AZIONI RICHIESTE =>
#1 Elenca tutte le chiese che il testo sulle chiese di Viterbo nomina nelle prime righe.
#2 Secondo il testo sulle chiese di Viterbo, a cosa destinò il comune la Chiesa di Santa Maria della Verità?
#3 Trascrivi senza cambiare nulla il passo del testo sulle chiese di Viterbo da "Chiese fuori centro" a "Maria in Gradi.".

TESTO DA LEGGERE =>
▼▼▼
Chiese fuori centro storico Viterbo, la Città dei Papi,
subito fuori porta Fiorita si trova la Chiesa di Santa Maria della
Verità, una è a La Quercia, ed è la Chiesa Santuario rinascimentale
della Madonna della Quercia, subito fuori la Porta Romana si trova
la Ex Chiesa di Santa Maria in Gradi.
Chiesa Santa Maria della Verità
Chiesa Santa Maria della Verità
Chiesa di Santa Maria della
Verità,
si trova fuori le
mura di Viterbo, al’altezza di
Porta della Verità,
la sua edificazione si deve ad alcuni monaci
della Francia, poi, verso la metà del Duecento
passò all’ordine
dei Frati francescani dell’ ordine Serviti di
Monte Senario, rimase a loro fino al
1872, anno in cui a seguito dell’Unità d’Italia,
gli ordini monastici passarono di proprietà del
comune, il quale destinò la chiesa a
Museo Civico,
ed il convento
ed il suo chiostro
divennero sede
dell’Istituto Tecnico Paolo Savi. Nel XV
secolo l’edificio venne riedificato cosi come lo
vediamo oggi. La chiesa oggi riaperta a culto,
presenta l’interno a croce latina, l’incrocio
tra la navata centrale e quella trasversale ha
una copertura con volte ed archi a sesto acuto,
il resto della copertura è a tetto. Una
tradizione orale, d'altra parte sconfessata da
ricerche storiche , narra comunque che nel 1446
tre fanciulli, chiamati dal cronista mammilini,
entrano nella chiesa e vedono la Madonna,
descritta dai medesimi come una bellissima
signora che li intrattiene amorevolmente. Essi
tornano nella chiesa alcuni giorni dopo e vedono
la madonna tutta vestita di bianco, presso
l'altare a Lei dedicato; ai suoi piedi un uomo
prostrato che si flaggella e chiede perdono. I
ragazzi corrono in città e narrano l'accaduto,
la gente accorre e pur non vedendo nulla grida
al miracolo. Interviene il vescovo che fa
chiamare i ragazzi e nell'intento di appurare i
fatti li minaccia, alcuni dicono che li abbia
addirittura fatti frustare, ma essi rimangono
fermi sulle loro posizioni continuando a
ripetere: "verità, verità..." e appunto con il
nome della Verità fu chiamata da allora la
chiesa.L'intero complesso subì un pesante
bombardamento durante l'ultima guerra.
▲▲▲
RIGHE ARCHIVIATE =>
▼▼▼
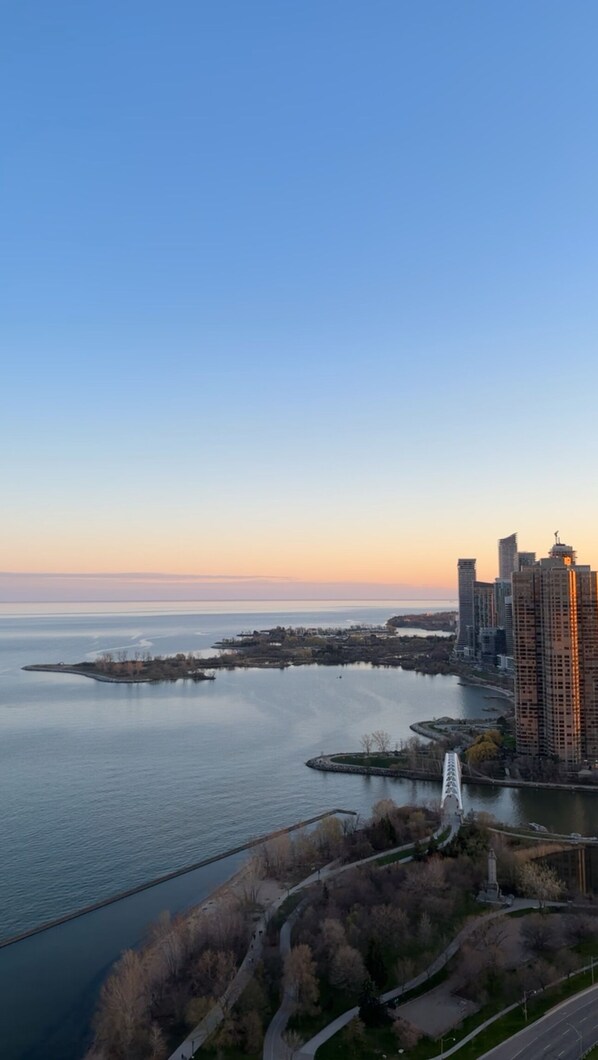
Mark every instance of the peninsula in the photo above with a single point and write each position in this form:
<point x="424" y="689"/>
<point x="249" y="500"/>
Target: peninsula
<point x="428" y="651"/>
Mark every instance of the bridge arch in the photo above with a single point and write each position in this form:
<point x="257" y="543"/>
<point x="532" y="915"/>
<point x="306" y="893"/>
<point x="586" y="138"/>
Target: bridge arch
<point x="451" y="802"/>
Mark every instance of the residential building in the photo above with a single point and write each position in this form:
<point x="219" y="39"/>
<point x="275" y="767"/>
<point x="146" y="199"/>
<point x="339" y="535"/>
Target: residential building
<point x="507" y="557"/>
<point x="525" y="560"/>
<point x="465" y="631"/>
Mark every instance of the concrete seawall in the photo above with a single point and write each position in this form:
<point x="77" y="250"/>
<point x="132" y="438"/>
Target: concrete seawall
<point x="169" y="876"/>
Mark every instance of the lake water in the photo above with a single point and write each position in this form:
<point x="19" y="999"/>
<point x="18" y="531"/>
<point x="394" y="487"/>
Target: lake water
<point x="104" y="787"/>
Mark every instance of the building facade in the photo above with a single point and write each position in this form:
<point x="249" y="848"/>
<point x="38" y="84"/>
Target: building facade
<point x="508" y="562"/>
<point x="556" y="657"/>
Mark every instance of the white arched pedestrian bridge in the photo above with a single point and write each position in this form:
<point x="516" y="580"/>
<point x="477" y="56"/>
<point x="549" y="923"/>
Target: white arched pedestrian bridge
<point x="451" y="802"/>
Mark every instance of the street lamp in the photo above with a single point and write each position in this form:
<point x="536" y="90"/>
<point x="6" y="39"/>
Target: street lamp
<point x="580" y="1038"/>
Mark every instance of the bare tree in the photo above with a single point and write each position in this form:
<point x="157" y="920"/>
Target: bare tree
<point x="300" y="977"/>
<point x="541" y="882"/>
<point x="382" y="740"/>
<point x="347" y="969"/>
▲▲▲
▼▼▼
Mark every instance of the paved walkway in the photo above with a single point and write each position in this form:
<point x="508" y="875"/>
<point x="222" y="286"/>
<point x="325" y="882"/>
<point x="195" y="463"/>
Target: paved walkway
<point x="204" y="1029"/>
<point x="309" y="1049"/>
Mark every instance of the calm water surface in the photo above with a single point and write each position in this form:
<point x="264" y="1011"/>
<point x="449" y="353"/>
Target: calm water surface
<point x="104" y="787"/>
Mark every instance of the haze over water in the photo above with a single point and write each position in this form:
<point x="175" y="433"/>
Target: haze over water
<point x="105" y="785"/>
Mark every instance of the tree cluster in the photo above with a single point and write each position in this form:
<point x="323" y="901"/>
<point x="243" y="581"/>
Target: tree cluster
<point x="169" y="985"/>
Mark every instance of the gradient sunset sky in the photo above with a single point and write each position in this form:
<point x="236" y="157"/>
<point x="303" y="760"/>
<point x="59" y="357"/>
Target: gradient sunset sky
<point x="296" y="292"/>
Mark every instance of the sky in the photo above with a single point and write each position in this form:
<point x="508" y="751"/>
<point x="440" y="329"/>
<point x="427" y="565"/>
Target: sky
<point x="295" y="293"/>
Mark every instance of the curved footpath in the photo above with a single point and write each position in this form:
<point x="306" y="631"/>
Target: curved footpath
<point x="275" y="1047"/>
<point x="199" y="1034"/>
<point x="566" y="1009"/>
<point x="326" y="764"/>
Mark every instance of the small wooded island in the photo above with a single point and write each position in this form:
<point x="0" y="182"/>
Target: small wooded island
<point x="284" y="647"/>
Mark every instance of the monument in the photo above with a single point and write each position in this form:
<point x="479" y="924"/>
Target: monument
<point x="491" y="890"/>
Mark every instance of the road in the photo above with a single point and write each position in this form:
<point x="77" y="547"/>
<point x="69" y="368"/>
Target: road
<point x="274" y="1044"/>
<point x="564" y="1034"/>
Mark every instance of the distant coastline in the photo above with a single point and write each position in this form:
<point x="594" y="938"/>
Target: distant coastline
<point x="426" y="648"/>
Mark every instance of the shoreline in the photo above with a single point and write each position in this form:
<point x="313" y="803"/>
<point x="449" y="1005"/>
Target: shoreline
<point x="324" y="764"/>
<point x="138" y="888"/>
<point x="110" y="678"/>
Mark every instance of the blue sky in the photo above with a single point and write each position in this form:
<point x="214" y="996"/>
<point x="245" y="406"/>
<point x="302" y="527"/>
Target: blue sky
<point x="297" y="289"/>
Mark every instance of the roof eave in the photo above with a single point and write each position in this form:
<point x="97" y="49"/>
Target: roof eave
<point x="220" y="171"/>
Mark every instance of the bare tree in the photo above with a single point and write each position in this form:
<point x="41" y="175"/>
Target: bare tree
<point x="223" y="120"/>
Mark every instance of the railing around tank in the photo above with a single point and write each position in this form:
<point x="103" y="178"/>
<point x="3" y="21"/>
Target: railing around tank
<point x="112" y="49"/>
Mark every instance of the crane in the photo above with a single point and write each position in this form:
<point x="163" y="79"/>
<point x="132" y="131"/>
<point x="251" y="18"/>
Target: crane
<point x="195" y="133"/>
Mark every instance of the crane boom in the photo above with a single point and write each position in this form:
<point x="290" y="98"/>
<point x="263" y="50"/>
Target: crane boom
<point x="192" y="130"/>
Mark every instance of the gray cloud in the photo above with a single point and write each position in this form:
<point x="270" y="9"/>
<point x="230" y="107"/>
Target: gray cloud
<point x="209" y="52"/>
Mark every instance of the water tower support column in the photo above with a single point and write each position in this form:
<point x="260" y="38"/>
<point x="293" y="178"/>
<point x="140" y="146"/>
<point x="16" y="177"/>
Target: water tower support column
▲▲▲
▼▼▼
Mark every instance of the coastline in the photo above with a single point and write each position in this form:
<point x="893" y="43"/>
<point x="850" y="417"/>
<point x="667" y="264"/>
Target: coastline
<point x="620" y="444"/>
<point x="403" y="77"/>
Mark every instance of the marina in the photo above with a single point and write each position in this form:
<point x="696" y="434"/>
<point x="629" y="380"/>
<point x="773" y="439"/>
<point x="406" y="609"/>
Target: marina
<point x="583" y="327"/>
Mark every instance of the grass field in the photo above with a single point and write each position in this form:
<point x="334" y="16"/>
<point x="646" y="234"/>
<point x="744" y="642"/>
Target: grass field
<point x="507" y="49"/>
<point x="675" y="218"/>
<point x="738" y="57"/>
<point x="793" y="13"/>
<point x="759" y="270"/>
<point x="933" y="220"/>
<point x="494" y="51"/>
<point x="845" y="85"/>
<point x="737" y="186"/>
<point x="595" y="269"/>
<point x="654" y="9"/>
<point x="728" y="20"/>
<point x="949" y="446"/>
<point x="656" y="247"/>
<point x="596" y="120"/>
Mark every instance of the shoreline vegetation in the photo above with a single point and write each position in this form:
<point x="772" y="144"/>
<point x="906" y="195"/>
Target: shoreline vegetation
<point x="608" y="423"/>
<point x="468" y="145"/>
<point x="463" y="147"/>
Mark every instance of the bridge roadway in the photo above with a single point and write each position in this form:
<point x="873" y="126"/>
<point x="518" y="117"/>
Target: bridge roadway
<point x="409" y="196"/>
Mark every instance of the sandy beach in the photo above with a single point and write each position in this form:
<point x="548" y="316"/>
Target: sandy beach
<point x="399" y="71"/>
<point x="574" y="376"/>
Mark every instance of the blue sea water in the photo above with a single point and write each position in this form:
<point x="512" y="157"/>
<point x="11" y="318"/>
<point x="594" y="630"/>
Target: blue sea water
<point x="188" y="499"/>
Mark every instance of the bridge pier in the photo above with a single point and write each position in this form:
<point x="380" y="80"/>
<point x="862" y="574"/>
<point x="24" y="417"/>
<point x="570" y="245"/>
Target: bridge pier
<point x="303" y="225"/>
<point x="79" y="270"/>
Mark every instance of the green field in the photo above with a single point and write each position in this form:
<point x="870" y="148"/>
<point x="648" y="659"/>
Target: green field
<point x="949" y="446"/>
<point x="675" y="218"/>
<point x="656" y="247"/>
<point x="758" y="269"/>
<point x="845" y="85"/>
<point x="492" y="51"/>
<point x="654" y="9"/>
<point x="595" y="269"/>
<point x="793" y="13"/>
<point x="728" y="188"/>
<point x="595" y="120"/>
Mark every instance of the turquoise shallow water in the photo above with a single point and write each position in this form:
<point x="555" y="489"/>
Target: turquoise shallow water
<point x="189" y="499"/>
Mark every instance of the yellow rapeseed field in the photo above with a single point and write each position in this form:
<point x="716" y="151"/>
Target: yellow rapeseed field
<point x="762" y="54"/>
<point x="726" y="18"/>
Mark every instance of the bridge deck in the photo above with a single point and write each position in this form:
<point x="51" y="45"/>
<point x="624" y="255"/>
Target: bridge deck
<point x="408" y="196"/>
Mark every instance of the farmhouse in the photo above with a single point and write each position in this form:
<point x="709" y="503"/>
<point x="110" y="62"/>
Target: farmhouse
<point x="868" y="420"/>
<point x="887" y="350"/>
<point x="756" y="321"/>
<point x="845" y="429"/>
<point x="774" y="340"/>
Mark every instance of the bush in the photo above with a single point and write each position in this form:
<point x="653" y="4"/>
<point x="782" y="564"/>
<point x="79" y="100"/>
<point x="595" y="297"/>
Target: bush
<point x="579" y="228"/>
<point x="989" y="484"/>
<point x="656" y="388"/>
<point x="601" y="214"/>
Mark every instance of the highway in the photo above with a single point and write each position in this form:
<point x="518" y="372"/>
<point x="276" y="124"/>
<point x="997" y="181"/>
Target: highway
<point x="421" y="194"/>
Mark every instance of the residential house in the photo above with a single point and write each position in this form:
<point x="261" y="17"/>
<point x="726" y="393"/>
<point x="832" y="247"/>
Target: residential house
▲▲▲
ELENCO SOLUZIONI =>
#1 Chiesa di Santa Maria della Verità; Chiesa Santuario della Madonna della Quercia; Ex Chiesa di Santa Maria in Gradi.

#2 A Museo Civico.

#3
Chiese fuori centro storico Viterbo, la Città dei Papi,
subito fuori porta Fiorita si trova la Chiesa di Santa Maria della
Verità, una è a La Quercia, ed è la Chiesa Santuario rinascimentale
della Madonna della Quercia, subito fuori la Porta Romana si trova
la Ex Chiesa di Santa Maria in Gradi.